*** Block opens ***

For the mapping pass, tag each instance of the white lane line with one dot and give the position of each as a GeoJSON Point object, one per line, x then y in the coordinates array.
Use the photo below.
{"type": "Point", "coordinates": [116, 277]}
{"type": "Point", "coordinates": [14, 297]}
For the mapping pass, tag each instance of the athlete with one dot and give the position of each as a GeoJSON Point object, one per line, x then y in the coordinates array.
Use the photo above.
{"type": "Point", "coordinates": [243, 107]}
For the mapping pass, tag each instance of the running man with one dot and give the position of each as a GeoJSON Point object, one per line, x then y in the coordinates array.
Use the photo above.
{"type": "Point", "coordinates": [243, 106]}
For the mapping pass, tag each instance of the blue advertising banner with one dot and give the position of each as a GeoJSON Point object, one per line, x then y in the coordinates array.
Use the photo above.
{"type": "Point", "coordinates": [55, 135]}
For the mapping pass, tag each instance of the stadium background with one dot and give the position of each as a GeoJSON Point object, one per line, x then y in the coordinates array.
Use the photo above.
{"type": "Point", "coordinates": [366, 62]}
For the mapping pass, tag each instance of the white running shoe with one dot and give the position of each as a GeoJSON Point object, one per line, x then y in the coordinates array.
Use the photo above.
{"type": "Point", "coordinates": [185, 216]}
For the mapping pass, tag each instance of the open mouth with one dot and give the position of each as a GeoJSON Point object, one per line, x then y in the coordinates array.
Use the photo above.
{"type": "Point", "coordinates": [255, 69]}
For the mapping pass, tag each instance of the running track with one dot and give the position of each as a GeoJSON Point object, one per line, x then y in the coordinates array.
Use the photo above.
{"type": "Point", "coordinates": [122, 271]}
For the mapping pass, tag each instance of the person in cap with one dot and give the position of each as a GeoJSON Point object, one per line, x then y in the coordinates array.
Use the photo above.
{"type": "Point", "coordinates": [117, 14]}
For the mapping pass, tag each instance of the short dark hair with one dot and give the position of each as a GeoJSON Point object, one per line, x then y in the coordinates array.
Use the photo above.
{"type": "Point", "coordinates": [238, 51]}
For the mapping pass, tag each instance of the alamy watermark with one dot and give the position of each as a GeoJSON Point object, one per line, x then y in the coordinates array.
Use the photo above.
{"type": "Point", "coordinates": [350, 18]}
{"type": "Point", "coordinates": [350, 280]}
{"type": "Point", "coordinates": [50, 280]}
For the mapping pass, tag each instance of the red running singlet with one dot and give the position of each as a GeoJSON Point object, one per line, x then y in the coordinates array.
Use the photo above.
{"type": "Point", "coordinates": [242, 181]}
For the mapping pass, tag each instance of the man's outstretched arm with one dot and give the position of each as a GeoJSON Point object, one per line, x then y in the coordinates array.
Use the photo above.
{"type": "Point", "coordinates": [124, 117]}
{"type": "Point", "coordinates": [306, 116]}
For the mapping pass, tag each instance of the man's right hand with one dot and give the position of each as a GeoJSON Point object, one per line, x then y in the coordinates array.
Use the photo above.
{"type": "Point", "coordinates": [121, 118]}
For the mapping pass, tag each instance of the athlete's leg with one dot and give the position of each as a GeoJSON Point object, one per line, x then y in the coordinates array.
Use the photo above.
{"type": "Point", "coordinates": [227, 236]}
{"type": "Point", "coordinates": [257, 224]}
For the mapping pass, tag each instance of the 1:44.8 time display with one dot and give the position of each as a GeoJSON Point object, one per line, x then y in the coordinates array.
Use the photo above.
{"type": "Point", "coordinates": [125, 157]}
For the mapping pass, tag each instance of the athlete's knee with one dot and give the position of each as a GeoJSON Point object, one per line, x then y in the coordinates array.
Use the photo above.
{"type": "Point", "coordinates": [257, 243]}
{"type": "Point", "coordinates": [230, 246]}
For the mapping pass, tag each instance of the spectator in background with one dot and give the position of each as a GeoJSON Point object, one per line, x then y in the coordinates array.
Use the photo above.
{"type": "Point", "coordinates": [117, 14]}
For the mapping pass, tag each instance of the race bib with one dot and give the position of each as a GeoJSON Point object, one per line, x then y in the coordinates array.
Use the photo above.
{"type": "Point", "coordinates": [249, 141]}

*** Block closes ***

[YOUR INSTRUCTIONS] Only the lines above starting with the one with "For the mapping pass, tag each instance of the blue" and going through the one with "For the mapping pass, tag each instance of the stadium" are to be copied, word for word and with both ends kept.

[RESPONSE TO THE EXERCISE]
For the mapping pass, tag each instance of the blue advertising banner with one dot and give the position of each as a GeoJSON Point object, one per line, x then y in the coordinates array.
Use the photo above.
{"type": "Point", "coordinates": [55, 135]}
For the mapping pass, tag each instance of the stadium background with one dot and give the position of each as a GeoJSON Point object, one per line, x then y in the coordinates array.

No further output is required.